▶ **Given text**:

>>

I’m not breaking any new ground here to say that The Good Place continues to be a tremendous show into and through its second season, which builds on the twist at the end of season one in unexpected and spectacular ways. If you’re not watching this, get on it. It’s smart, fun, and is overflowing with heart. There are so many moments from its dense and well plotted season two arc that made me laugh out loud, and almost as many that actually got me choked up because the characters are so full and accessible that you share in their struggles and pains.
What’s especially astonishing about the second season in particular, is how casually they make nerdy ethics and morality philosophy cool. Granted, nerdiness has already established its sex appeal in the zeitgeist, but damned if TGP isn’t taking full advantage of it by having its leading cast regularly overcome challenges with quick fire debates about the merits of Aristotle versus Kant’s moral tenets.

<<

▶ **Activity**:
In the review of The Good Place, the cast overcomes challenges by debating the moral tenets of which two philosophers?

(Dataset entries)
>>

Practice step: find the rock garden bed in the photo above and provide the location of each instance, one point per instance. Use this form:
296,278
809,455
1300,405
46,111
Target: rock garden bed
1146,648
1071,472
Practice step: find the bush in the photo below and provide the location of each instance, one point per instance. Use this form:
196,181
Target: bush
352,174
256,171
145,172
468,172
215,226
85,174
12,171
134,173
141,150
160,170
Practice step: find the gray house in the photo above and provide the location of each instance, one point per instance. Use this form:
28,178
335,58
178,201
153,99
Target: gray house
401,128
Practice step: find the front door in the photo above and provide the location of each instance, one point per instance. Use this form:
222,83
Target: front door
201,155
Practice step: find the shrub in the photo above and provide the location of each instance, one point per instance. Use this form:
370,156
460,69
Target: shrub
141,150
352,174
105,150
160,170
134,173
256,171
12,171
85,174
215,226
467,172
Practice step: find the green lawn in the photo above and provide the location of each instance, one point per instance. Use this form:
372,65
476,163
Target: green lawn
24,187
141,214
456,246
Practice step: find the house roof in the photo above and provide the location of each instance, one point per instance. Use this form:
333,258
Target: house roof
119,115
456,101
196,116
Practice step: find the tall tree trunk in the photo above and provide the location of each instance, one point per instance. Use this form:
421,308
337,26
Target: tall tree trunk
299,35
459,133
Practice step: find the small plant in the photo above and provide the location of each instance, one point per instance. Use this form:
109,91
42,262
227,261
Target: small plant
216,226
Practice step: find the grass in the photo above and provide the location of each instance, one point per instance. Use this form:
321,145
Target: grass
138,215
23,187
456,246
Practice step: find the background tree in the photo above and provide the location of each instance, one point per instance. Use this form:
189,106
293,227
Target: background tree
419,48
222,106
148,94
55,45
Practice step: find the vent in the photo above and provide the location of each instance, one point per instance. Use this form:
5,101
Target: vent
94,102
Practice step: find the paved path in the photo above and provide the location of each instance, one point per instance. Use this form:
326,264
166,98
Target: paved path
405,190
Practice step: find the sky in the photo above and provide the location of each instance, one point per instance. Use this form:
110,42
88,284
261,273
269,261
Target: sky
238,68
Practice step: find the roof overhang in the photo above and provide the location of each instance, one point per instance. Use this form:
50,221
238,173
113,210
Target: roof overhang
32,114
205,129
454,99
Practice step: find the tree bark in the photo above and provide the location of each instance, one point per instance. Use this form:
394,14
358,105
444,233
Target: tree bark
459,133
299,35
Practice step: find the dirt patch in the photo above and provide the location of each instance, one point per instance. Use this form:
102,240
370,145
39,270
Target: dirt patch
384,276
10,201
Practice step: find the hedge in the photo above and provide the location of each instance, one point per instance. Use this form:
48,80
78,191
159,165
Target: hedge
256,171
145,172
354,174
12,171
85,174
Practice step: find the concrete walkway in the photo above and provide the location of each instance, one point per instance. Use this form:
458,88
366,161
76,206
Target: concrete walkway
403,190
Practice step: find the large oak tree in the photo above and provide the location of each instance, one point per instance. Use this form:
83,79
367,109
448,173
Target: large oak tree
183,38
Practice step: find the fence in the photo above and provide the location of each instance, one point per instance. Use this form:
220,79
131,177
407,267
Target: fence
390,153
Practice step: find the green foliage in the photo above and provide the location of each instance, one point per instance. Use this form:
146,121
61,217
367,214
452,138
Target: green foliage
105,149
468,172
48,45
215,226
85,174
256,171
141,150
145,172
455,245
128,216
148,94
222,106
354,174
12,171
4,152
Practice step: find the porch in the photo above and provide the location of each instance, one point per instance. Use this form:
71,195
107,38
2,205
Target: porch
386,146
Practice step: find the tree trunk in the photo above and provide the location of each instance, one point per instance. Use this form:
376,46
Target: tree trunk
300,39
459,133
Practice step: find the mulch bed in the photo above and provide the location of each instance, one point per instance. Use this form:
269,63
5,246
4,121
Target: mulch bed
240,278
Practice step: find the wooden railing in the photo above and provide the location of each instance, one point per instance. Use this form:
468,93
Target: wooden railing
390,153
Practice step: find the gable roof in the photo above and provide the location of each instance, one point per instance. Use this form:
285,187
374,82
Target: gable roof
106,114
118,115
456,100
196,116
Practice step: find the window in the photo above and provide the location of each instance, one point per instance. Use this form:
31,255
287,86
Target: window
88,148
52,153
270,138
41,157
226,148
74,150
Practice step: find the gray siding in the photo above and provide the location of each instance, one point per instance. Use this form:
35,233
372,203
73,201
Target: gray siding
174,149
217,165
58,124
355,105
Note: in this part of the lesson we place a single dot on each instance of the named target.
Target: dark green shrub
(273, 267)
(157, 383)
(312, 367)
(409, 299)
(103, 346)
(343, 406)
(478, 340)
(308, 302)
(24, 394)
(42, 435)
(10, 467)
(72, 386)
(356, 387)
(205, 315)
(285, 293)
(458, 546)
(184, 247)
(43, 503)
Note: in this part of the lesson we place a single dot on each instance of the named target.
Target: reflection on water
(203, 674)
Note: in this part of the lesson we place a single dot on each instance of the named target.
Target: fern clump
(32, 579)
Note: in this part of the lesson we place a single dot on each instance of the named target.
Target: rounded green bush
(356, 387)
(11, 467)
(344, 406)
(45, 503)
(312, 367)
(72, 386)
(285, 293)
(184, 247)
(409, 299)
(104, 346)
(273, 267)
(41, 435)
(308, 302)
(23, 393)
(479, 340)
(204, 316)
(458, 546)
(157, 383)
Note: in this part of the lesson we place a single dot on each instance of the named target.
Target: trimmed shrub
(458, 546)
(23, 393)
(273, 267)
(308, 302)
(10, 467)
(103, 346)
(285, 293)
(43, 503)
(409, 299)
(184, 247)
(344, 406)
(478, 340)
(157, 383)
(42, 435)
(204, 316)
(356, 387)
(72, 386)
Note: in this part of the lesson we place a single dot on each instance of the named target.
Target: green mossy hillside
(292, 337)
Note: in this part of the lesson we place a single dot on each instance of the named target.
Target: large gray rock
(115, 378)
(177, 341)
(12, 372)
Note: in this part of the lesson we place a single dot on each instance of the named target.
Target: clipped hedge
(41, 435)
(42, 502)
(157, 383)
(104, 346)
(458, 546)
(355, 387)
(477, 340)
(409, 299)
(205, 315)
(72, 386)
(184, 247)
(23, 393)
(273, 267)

<<

▶ **Task solution**:
Aristotle and Kant.